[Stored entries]
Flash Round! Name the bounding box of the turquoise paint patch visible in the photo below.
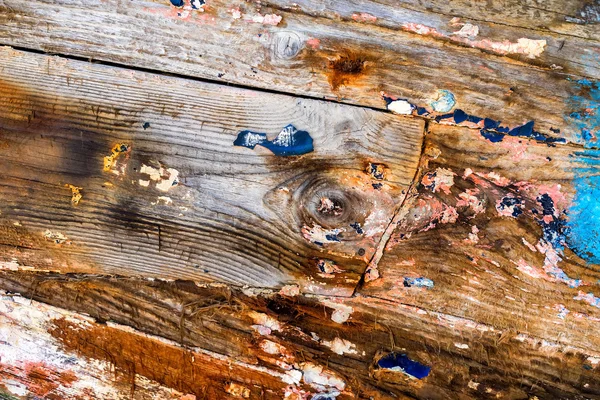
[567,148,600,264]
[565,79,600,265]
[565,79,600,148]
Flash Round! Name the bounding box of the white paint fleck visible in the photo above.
* * *
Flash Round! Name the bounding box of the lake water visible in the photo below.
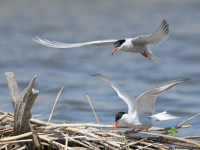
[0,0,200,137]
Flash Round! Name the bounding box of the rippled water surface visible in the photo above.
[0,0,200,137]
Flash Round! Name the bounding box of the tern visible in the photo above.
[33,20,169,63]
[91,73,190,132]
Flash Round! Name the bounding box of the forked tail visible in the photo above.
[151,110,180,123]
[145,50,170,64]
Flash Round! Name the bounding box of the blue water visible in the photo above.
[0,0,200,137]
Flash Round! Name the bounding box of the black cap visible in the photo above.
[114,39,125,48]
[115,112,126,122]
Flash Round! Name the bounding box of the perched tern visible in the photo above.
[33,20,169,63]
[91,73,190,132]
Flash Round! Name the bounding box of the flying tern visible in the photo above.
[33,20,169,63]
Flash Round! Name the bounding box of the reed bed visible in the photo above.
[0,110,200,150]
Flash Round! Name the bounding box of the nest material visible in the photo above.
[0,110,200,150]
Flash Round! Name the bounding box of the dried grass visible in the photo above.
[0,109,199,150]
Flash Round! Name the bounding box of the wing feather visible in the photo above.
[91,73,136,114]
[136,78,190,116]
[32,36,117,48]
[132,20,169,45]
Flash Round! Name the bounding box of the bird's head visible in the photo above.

## YOUR TASK
Output exactly the lines above, from the line with "Flash Round! Name the bounding box of the lake" to the line with "Flash Round! Name the bounding box of the bird's", both included; skip the pictures.

## RESULT BELOW
Flash Round! Name the bounding box of the lake water visible in the photo below.
[0,0,200,137]
Flash Round! Name the bounding box of the rippled water surface visible in the photo above.
[0,0,200,137]
Flash Round! Name the bounding box of the tern visible in the photo above.
[33,20,169,63]
[91,73,190,132]
Flash Round! Name the bounding box of the forked tail visible in the photo above.
[151,110,180,123]
[145,50,170,64]
Flash Round! Name the bounding box of the blue water visible in the photo above.
[0,0,200,137]
Flash Round! Name the bounding box of the black cap visible in the photo above.
[114,39,125,48]
[115,112,126,122]
Flash Round! Name the bounding box of the perched tern visible in the photo above.
[33,20,169,63]
[91,73,190,132]
Flash Round! Name the bounding box of the flying tern visible in the photo above.
[33,20,169,63]
Flash Round! Name the bounding box of the reed bed visible in the photo above.
[0,110,200,150]
Flash Round! Name the bounding box of the nest material visible in the photo above.
[0,110,200,150]
Flash Round! Name the bounding box of the dried grass visible in the photo above.
[0,109,199,150]
Flash Round! Name the bounding box of the wing feather visible in the photo above.
[91,73,136,114]
[136,78,190,116]
[32,36,117,48]
[132,20,169,45]
Flash Round! Name the bounding box of the bird's head visible in the photo above.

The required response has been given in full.